# INFORMATION SHOWN

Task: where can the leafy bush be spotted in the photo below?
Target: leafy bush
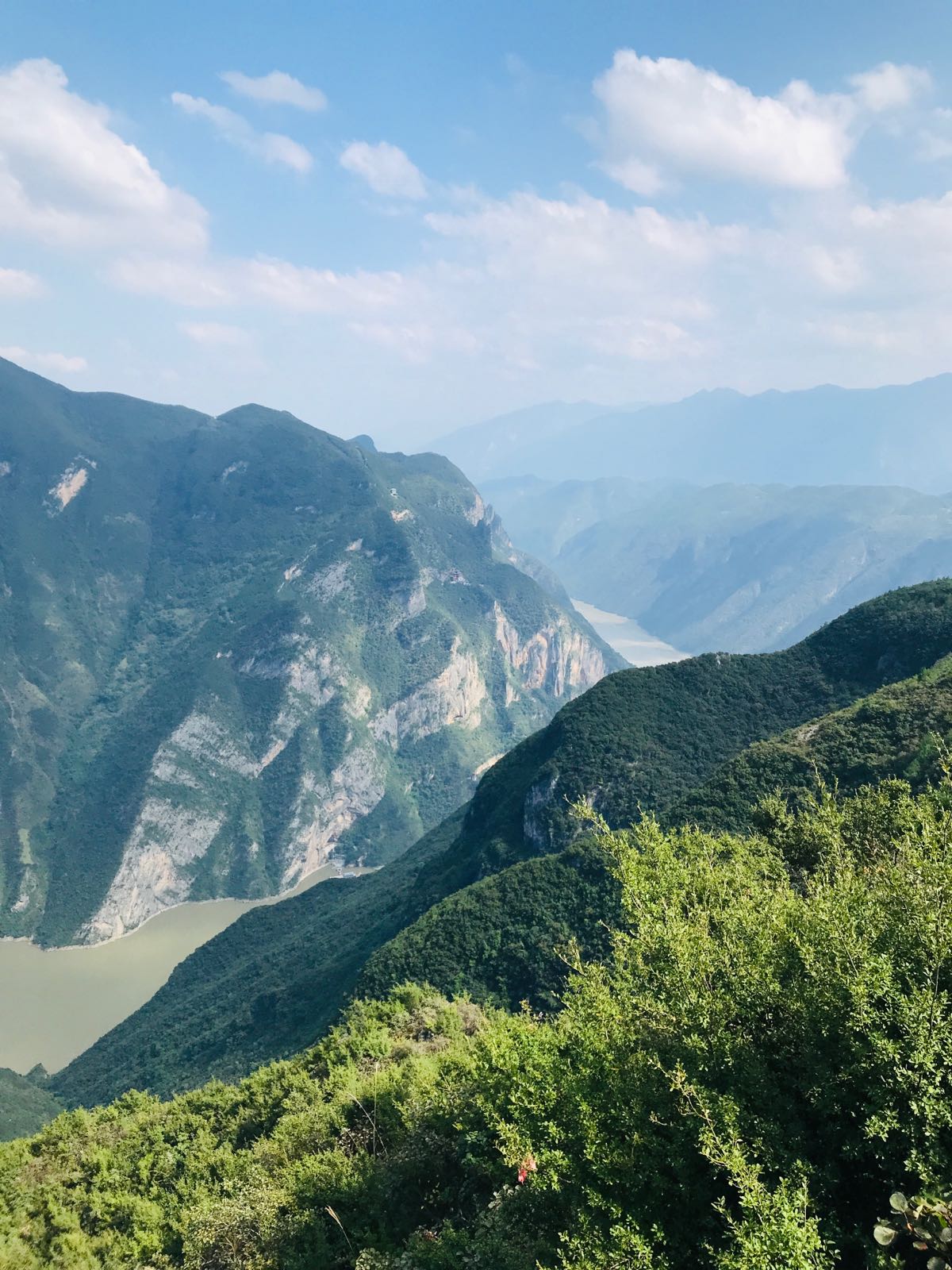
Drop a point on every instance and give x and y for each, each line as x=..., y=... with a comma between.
x=736, y=1085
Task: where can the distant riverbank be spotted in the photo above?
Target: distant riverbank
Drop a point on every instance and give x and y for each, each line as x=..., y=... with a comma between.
x=55, y=1003
x=628, y=638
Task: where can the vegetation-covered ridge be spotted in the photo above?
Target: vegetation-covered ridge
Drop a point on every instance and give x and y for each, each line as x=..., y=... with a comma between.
x=640, y=741
x=25, y=1103
x=232, y=647
x=757, y=1064
x=746, y=568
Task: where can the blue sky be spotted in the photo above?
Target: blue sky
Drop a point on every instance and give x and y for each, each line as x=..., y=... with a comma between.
x=401, y=217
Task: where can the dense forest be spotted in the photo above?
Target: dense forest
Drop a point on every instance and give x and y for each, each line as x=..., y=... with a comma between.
x=754, y=1072
x=861, y=696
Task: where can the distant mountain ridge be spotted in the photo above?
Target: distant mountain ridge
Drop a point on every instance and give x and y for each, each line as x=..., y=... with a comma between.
x=896, y=435
x=232, y=647
x=742, y=568
x=488, y=911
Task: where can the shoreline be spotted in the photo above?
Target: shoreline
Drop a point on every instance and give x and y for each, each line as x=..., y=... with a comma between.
x=300, y=887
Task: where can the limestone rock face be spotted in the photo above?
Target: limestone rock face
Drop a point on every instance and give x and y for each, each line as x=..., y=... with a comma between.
x=234, y=649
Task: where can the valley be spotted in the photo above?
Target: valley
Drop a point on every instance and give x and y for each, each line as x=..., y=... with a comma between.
x=56, y=1003
x=628, y=638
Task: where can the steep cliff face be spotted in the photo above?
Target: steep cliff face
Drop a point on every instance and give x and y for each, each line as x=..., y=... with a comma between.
x=236, y=648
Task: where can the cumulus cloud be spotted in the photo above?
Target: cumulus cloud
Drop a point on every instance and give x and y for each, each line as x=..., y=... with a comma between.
x=272, y=283
x=55, y=364
x=19, y=285
x=889, y=87
x=67, y=178
x=668, y=110
x=277, y=88
x=234, y=129
x=385, y=168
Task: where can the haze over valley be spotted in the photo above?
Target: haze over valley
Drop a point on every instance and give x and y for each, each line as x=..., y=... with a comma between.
x=475, y=635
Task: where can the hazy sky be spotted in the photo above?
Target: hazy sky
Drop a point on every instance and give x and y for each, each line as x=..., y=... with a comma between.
x=397, y=216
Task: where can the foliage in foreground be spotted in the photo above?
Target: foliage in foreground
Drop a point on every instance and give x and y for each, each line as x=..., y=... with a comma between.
x=761, y=1060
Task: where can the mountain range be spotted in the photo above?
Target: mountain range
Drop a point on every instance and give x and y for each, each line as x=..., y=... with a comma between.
x=743, y=568
x=482, y=901
x=896, y=435
x=234, y=647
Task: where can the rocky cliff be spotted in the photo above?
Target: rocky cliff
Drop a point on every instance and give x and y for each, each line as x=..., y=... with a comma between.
x=236, y=648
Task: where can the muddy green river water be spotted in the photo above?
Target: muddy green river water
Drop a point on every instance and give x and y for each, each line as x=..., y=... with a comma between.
x=628, y=638
x=54, y=1003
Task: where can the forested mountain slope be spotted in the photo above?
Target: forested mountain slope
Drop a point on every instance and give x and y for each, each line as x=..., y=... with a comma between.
x=230, y=647
x=757, y=1075
x=503, y=939
x=746, y=568
x=639, y=741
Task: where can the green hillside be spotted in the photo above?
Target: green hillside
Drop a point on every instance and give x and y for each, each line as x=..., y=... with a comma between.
x=639, y=741
x=232, y=647
x=25, y=1103
x=503, y=939
x=750, y=1077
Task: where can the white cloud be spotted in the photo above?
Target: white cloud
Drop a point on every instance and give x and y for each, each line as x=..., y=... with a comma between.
x=276, y=283
x=19, y=285
x=889, y=87
x=674, y=112
x=69, y=179
x=215, y=334
x=277, y=88
x=270, y=146
x=56, y=364
x=385, y=168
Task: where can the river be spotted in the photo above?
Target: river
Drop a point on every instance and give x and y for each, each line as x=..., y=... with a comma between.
x=628, y=638
x=55, y=1003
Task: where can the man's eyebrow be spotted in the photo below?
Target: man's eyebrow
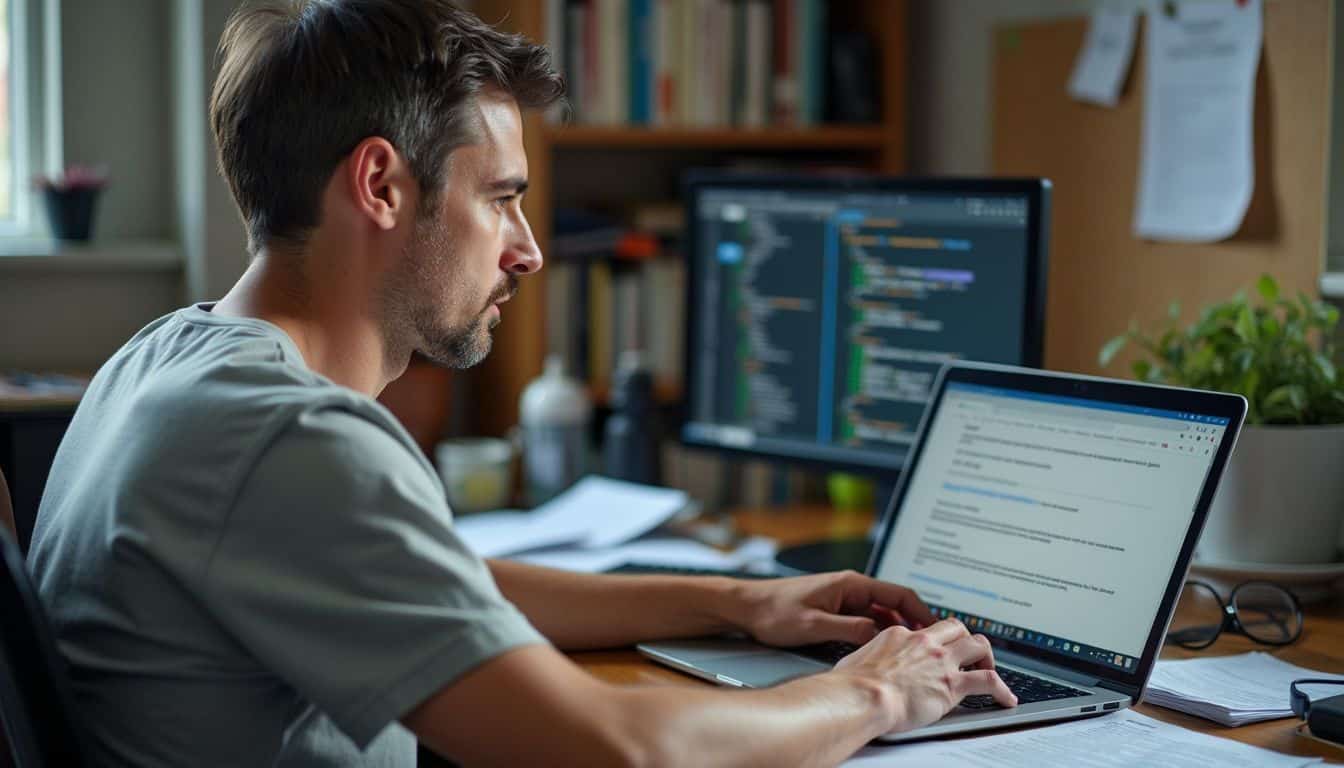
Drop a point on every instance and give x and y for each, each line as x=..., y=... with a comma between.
x=515, y=184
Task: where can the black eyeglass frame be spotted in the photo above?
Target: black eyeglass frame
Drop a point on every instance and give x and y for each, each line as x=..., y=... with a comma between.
x=1300, y=701
x=1233, y=623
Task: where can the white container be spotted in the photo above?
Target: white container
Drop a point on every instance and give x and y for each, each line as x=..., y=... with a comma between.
x=555, y=413
x=476, y=471
x=1281, y=499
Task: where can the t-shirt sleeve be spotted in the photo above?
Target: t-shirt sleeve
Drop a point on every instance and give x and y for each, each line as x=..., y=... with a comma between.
x=339, y=570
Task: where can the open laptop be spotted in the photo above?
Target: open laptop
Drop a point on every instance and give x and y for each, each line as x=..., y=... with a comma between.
x=1057, y=515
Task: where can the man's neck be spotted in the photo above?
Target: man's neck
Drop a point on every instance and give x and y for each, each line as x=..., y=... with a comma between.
x=331, y=320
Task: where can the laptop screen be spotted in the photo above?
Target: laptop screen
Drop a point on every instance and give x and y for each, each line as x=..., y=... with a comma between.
x=1051, y=521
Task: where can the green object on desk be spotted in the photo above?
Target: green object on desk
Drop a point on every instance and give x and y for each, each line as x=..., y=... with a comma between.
x=850, y=491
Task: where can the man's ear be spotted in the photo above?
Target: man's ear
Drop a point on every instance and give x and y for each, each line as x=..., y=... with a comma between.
x=381, y=183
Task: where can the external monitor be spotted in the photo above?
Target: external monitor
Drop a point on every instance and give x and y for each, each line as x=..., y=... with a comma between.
x=821, y=308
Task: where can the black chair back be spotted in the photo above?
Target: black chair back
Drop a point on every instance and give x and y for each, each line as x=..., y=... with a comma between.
x=35, y=701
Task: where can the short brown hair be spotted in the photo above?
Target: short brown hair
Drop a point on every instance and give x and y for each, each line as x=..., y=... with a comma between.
x=303, y=82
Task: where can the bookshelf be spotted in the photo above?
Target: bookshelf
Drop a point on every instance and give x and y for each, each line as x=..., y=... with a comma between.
x=520, y=340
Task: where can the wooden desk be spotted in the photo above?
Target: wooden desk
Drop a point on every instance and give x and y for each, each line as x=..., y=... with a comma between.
x=1321, y=646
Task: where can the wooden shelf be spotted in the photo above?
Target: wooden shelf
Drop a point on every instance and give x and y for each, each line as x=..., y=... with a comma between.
x=801, y=139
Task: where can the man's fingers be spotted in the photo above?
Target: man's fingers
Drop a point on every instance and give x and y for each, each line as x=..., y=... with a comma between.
x=856, y=630
x=898, y=599
x=972, y=651
x=946, y=631
x=984, y=682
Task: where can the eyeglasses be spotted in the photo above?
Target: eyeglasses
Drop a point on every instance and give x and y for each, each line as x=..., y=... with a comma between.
x=1261, y=609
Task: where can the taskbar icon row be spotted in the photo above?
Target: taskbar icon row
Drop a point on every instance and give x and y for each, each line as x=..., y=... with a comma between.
x=992, y=628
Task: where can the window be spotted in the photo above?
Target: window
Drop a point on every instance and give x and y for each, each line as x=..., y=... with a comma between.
x=30, y=116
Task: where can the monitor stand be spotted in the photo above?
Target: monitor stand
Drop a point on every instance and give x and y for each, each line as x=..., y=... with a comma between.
x=837, y=553
x=825, y=554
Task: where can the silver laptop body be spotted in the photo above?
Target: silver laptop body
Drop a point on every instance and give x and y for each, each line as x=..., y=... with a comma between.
x=1089, y=492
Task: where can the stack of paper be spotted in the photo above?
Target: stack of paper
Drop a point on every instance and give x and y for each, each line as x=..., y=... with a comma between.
x=594, y=513
x=1112, y=741
x=1231, y=690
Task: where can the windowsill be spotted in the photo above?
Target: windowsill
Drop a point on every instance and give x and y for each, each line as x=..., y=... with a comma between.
x=97, y=256
x=1332, y=285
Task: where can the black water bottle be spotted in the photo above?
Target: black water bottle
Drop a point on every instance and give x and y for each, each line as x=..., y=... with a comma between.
x=631, y=443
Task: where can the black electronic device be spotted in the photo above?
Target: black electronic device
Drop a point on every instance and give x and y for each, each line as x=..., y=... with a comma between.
x=823, y=308
x=1324, y=717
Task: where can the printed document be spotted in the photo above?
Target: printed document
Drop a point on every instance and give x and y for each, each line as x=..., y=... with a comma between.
x=1233, y=690
x=1104, y=62
x=1198, y=170
x=1116, y=740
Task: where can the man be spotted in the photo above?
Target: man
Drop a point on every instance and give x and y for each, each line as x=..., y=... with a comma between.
x=245, y=557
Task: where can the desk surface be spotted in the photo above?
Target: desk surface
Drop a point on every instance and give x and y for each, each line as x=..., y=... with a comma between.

# EXERCISE INSTRUCTIONS
Set down, word for word, everything in the listing above from the line containing "Task: where can the desk" down to the end of the listing.

# THE COMPLETED TASK
Task: where can the desk surface be spotted in the photo above?
Target: desk surface
Drop a point on every instance and give x and y for each, each line as x=..., y=... with a comma between.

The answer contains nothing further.